■ **Record excerpts**
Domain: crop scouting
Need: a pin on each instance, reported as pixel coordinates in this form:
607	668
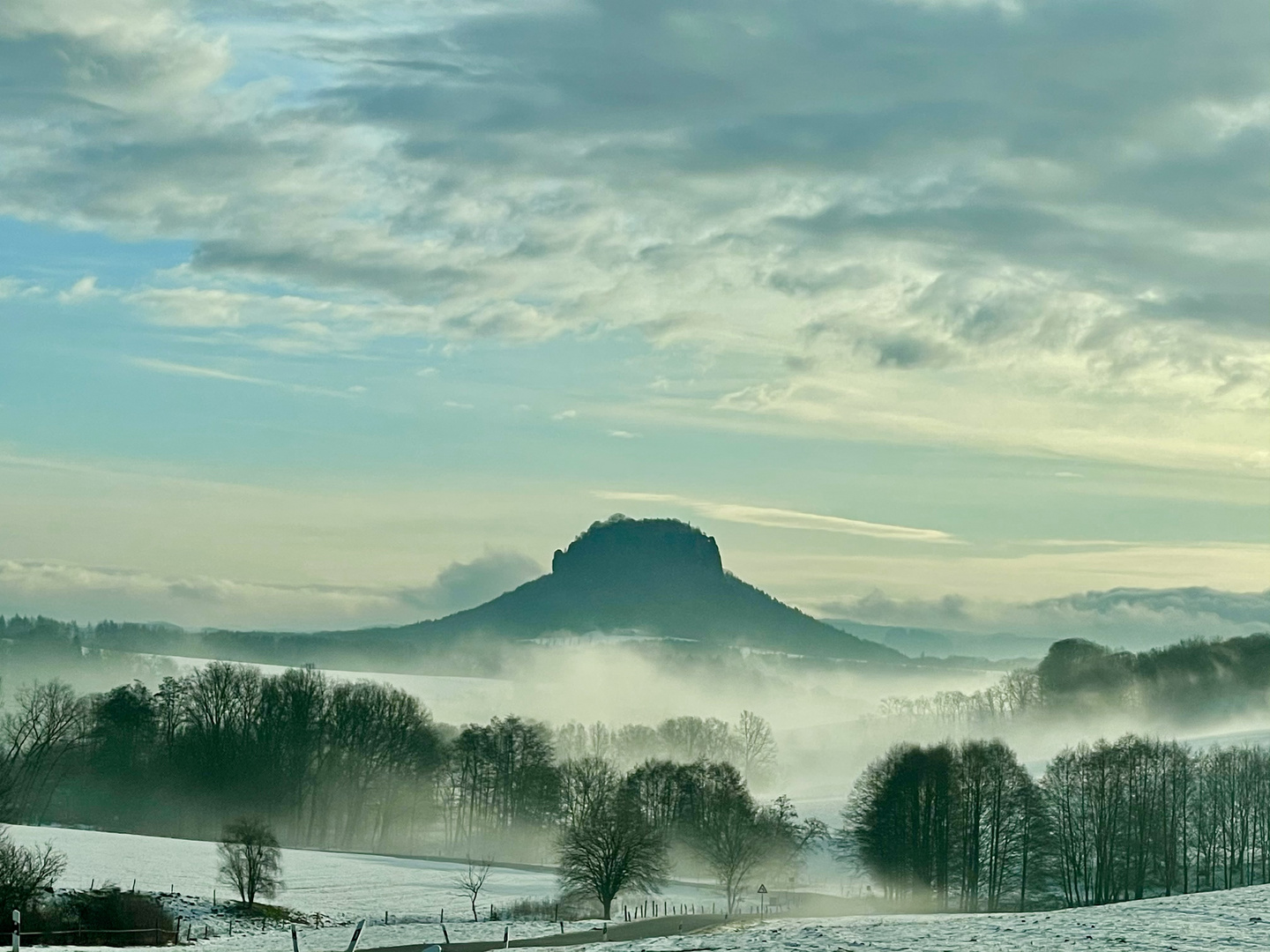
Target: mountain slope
657	576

■ **What you should do**
The answer must be the full listing retyped exactly, with no pictures in it.

■ **Solution for this problem**
Domain: crop scouting
Need: a pin on each instance, reported as pixel coordinates in this form:
607	668
Target: mountain slope
657	576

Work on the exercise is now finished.